### TASK DETAILS:
Locate "Task: indicate the distant hillside." in the listing. Transcribe the line that contains it and every line that follows, through the last, omitting all pictures.

****

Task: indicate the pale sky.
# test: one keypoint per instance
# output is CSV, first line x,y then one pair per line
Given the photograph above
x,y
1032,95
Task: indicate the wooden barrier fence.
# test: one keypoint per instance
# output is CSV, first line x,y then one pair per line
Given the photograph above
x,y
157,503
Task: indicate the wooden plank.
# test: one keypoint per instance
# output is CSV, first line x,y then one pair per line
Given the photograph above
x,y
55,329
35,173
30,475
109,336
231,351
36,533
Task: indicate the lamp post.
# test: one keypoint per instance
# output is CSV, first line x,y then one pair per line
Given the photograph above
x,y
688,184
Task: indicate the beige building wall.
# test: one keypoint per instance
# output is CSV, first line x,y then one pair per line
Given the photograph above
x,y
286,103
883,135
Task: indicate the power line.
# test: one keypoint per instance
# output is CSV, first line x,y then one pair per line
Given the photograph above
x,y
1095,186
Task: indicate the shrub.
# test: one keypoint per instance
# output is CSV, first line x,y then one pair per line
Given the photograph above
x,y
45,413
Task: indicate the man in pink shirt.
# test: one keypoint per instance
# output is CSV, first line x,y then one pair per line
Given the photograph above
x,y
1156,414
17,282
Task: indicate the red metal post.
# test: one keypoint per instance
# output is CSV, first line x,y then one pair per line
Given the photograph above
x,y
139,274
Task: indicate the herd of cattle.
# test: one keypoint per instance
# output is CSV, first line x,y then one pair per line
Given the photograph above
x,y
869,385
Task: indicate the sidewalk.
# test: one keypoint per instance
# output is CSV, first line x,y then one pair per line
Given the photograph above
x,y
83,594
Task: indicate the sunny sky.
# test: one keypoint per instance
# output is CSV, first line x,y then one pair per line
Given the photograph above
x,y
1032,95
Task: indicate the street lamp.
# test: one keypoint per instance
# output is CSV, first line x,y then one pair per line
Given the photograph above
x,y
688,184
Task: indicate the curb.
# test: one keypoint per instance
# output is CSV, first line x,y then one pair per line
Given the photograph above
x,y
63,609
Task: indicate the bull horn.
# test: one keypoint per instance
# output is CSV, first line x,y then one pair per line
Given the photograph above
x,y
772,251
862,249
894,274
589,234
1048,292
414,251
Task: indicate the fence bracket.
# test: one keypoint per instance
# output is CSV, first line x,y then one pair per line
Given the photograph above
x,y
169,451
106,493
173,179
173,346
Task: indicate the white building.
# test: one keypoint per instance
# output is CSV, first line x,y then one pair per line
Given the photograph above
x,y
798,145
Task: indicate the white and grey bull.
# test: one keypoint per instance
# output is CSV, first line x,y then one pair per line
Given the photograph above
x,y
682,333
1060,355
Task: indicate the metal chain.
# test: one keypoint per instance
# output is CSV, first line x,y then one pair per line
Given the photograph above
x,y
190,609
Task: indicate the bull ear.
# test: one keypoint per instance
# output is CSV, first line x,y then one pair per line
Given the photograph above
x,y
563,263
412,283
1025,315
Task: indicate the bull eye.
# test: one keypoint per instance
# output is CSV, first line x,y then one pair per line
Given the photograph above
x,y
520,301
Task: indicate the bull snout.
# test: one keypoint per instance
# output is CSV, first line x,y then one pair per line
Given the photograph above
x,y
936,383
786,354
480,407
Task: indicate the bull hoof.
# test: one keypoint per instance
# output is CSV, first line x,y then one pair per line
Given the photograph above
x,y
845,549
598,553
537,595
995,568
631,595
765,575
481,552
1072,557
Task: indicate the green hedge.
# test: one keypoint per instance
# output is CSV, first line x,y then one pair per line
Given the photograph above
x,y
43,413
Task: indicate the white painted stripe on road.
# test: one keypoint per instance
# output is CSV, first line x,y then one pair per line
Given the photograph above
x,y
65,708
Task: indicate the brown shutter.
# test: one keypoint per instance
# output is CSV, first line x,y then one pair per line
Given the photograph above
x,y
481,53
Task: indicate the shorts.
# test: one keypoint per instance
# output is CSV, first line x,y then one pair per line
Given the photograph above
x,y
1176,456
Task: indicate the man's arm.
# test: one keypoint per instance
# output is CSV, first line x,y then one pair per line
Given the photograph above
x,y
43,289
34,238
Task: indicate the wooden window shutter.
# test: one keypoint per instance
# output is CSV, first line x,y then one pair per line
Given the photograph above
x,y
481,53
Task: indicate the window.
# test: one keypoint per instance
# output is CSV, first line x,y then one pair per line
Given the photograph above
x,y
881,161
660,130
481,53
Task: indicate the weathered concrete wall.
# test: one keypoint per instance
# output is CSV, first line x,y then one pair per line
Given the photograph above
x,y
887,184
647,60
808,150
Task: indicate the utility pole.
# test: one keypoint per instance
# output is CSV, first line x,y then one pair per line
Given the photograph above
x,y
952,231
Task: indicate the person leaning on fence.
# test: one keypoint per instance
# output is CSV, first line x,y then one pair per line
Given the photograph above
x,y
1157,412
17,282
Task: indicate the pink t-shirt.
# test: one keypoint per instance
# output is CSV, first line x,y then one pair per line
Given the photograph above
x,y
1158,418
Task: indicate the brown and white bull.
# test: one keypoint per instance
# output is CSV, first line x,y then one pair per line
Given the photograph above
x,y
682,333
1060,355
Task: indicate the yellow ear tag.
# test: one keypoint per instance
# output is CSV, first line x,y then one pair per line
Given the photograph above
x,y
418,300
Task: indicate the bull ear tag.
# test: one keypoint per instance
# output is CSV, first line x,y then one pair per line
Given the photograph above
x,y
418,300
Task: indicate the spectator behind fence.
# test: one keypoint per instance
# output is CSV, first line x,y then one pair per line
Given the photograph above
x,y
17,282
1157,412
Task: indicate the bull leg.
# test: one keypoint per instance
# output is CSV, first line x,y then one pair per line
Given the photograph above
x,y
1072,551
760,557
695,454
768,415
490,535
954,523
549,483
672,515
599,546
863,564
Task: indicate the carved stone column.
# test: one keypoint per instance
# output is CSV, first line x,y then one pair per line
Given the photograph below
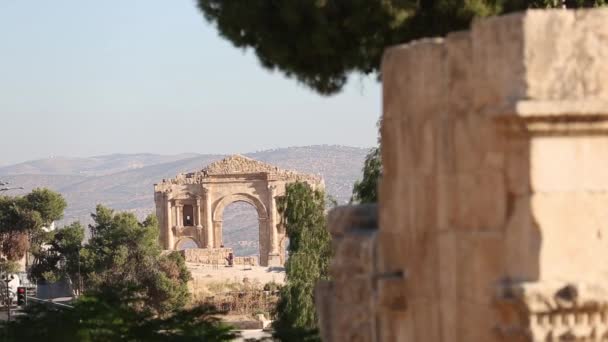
x,y
209,236
197,213
168,224
180,215
274,258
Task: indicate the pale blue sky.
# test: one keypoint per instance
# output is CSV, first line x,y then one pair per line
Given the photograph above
x,y
85,77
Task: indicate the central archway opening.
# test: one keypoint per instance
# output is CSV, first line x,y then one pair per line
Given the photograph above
x,y
241,229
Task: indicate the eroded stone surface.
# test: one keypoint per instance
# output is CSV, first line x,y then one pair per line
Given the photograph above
x,y
495,154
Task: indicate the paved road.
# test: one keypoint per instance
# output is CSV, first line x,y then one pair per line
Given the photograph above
x,y
255,334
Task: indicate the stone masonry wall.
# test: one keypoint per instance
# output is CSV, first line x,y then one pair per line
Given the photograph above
x,y
215,256
493,204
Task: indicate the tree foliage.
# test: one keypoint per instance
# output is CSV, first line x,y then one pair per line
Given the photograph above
x,y
123,252
320,42
110,314
22,219
366,189
303,215
60,257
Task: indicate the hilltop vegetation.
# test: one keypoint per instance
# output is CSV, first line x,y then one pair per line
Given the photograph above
x,y
125,182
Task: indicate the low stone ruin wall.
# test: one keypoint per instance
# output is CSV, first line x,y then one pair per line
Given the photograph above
x,y
215,256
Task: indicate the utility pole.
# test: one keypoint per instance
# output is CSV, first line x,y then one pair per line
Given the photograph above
x,y
4,187
7,279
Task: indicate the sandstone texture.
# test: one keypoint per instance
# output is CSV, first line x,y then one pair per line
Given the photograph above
x,y
493,202
190,206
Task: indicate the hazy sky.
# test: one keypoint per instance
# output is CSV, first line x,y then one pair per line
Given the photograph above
x,y
84,77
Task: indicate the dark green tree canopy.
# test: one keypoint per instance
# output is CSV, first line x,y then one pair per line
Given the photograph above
x,y
303,214
321,42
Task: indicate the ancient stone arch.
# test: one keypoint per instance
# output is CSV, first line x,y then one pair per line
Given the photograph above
x,y
191,206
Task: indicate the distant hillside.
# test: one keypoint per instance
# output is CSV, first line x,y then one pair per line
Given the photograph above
x,y
125,181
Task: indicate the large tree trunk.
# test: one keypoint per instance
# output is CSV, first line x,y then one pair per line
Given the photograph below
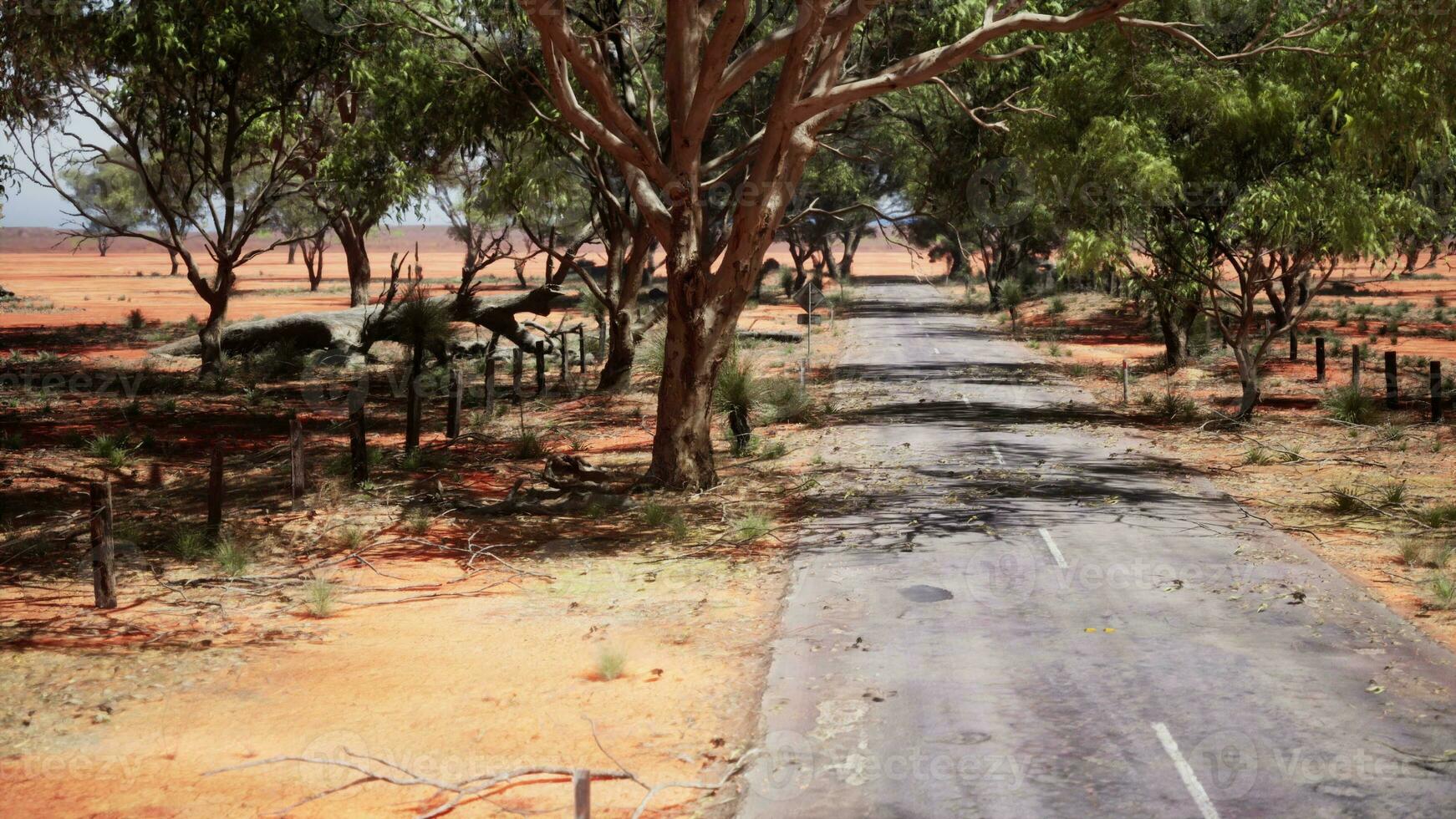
x,y
355,257
1250,384
700,326
620,354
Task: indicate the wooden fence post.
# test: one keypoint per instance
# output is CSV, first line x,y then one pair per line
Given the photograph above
x,y
517,365
453,406
296,461
104,550
1438,410
490,387
359,447
214,493
581,787
1392,380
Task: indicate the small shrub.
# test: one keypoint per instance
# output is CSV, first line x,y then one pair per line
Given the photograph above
x,y
1444,591
527,445
1258,455
415,521
1392,495
610,664
651,354
1424,555
1342,499
773,450
1438,516
788,402
1350,404
1391,432
751,526
232,557
351,537
188,543
1175,406
321,597
423,459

****

### SOLUTION FOR THIS PROBLEM:
Task: indicate the distant hillside.
# test: one keypoint per instance
# output is CSV, first line x,y then one pair per line
Given the photograph above
x,y
125,181
Task: indicate the large tree trunk.
# test: one keypoint per instance
# output is CSV, first line x,y then one pair per line
Given the photograph below
x,y
355,257
1250,384
700,326
620,354
Task: indicate the wooden fence post.
# test: one keypoint per instance
# output is CSV, first line x,y then one pair per line
Given the photograph above
x,y
517,365
453,406
296,461
104,550
1438,410
490,387
359,447
214,493
581,787
1392,380
Task: indicate the small shrub.
# test: one keypoint per instance
# output is CSV, first line x,y then one pair per line
Given the photograph above
x,y
1444,591
527,445
1258,455
415,521
1392,495
610,664
651,354
1424,555
1342,499
773,450
1438,516
788,402
1350,404
1391,432
751,526
232,557
351,537
188,543
1175,406
321,597
423,459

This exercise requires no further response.